Es hat 70 Jahre gedauert, doch nun ist es soweit: die zweite Generation des Land Rover Defender steht ab sofort beim Händler.
Nach so einer Zeitspanne verwundert es kaum, dass der Geländewagen fast alles um Längen besser als sein Vorgänger kann: nicht nur Offroad, sondern vor allem auch auf befestigter Straße. Der Allrader wird als Dreitürer zu Preisen ab 49.700 Euro angeboten, Alternativ gibt es einen längeren Fünftürer für mindestens 55.600 Euro.
Dass der Technologie-Sprung deutlich ausfallen würde, konnte man angesichts des beträchtlichen Alters des Defender ahnen. Wie konsequent die Neuerungen bei Version zwei dann tatsächlich ausfielen, hat Traditionalisten zunächst jedoch überrascht: Der robuste Leiterrahmen ist Geschichte, stattdessen trägt sich die Karosserie nun selbst. Im Cockpit ziehen modernes Infotainment, hochauflösende Bildschirme und Konnektivitäts-Funktionen wie Over-the-air-Updates ein. Und ein ganzes Arsenal an elektrischen Helfern macht das Offroad-Fahren zum Kinderspiel.
Ein hartgesottener Offroader
Trotzdem werden Traditionalisten nicht verschreckt. Optisch bleibt der Defender klar als solcher zu erkennen. Die kantige Karosserie wurde nur leicht geglättet, bleibt aber bei Proportionen und Silhouette bis hin zum farblich abgesetzten Dach geschichtsbewusst. Auch innen, wo das Interieur praktischen Geländewagen-Geist ausstrahlt – inklusive sichtbarer Schrauben an den Türverkleidungen und einem frei liegenden Magnesium-Querträger im Armaturenbrett. Der metallene Stabilisator ist nur eine der Maßnahmen, den Defender maximal verwindungssteif zu machen.
Land Rover spricht von der rigidesten Karosserie, die sie je gebaut haben, was eine erste Fahrt im Gelände glaubwürdig untermauert. Dort zeigt sich auch, dass der neue Defender keinesfalls ein weichgespülter Softroader ist. Ohne Allrad, Untersetzung und sperrbarem Mitteldifferenzial gibt es ihn gar nicht erst, je nach Ausstattung kommen noch Hinterachssperre und Luftfederung hinzu. Allen Varianten gemein sind die geländetauglich geringen Karosserieüberhänge, eine Bodenfreiheit von bis zu knapp 30 Zentimetern und 90 Zentimeter Wattiefe für Wasserdurchfahrten.
Keine Blöße im Gelände
Im Gelände war das Ur-Modell kaum zu stoppen, und auch der Nachfolger gibt sich keine Blöße. Dank elektronischer Bergabfahrhilfe, diverser Offroad-Fahrprogramme und einem 360-Grad-Kamerasystem, das selbst unter das Fahrzeug blicken kann, macht Generation zwei das Offroad-Fahren selbst Anfängern und Ungeübten leicht. Und auch abseits unwegsamen Geländes gibt sich die Neuauflage nun ausgesprochen sanft.

_Bereitgestellte Einträge_
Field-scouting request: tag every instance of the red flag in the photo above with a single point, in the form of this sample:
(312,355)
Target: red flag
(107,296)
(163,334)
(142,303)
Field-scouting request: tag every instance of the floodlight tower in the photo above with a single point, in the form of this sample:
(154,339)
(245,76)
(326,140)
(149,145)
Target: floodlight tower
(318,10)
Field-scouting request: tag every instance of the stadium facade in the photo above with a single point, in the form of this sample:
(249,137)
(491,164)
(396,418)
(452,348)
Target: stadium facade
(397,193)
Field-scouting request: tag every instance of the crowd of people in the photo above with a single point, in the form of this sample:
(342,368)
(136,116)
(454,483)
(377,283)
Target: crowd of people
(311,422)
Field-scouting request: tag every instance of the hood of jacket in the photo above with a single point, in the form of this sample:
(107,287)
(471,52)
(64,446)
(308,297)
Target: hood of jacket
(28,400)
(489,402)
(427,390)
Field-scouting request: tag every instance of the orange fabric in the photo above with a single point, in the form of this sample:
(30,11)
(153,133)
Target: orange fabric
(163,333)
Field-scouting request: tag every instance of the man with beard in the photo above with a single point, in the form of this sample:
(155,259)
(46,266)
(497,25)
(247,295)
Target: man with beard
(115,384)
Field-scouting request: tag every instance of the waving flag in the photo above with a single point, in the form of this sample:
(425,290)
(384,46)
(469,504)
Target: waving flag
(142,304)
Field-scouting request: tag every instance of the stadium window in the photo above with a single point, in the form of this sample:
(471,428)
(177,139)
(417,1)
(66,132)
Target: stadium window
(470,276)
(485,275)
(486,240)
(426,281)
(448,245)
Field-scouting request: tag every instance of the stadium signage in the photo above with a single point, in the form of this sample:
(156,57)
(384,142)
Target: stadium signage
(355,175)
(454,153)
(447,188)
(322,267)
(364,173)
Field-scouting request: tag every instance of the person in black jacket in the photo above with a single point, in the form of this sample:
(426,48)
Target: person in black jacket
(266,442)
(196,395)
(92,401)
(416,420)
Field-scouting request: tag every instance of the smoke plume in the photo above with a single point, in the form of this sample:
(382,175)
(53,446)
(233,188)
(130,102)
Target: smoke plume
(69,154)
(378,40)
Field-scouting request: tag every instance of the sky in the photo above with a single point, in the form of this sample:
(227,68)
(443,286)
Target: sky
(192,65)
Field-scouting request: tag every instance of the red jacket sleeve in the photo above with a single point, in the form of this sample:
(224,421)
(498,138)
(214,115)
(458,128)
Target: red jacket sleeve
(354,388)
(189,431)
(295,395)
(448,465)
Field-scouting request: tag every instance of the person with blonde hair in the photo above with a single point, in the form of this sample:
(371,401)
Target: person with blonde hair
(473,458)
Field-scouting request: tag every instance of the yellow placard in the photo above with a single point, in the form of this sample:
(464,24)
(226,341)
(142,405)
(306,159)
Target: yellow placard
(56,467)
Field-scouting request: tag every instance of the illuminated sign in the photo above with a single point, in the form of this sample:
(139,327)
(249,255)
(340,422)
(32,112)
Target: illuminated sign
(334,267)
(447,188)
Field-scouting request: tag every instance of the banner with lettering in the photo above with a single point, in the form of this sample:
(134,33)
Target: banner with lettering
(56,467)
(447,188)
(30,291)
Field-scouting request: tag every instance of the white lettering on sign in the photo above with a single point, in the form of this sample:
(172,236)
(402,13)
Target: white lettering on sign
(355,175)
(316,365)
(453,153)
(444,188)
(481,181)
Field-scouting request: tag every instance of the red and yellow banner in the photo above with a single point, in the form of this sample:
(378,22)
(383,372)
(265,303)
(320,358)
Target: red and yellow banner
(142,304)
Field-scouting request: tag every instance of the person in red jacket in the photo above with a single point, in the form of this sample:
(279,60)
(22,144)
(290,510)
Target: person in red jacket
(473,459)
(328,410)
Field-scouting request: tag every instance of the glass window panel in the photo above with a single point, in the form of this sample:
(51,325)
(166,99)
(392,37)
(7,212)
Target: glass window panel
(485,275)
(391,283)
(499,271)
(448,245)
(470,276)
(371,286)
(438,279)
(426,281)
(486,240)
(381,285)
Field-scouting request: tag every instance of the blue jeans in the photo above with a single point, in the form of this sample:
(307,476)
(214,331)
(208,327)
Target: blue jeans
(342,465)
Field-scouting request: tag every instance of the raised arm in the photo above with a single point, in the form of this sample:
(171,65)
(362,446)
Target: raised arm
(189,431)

_Aufgabe 1_
Welche Wattiefe für Wasserdurchfahrten haben laut dem Artikel über den neuen Land Rover Defender alle Varianten gemeinsam?
_Aufgabe 2_
Setze den Artikel über den neuen Land Rover Defender bitte im selben Stil fort, und zwar im Anschluss an seinen letzten Satz.

_Ergebnis 1_
90 Zentimeter.

_Ergebnis 2_
Nicht nur bei der Sitzposition, die weiterhin erhaben, aber erstmals ergonomisch zu nennen ist, muss sich der Defender vor modischen SUV nicht verstecken. Vor allem beim Fahrkomfort hat er einen gigantischen Sprung gemacht: Der fünf Meter lange und zwei Meter breite Offroader fährt verbindlich und komfortabel, verkneift sich sportliche Ambitionen, hält aber gleichzeitig auch in der Kurve Stabilität und Balance.
Bis zu sechs Passagiere haben Platz
War das Fahren früher schwere Arbeit, bleibt man jetzt auch nach langer Tour entspannt. Das gilt sowohl für den Fahrer als auch für die bis zu sechs Passagiere. Die zum Marktstart erhältliche mittellange Variante 110 gibt es entweder mit dritter Sitzreihe im Kofferraum oder mit einem praktischen Notsitz, der sich aus der Mittelkonsole zwischen Fahrer und Beifahrer hochklappen lässt.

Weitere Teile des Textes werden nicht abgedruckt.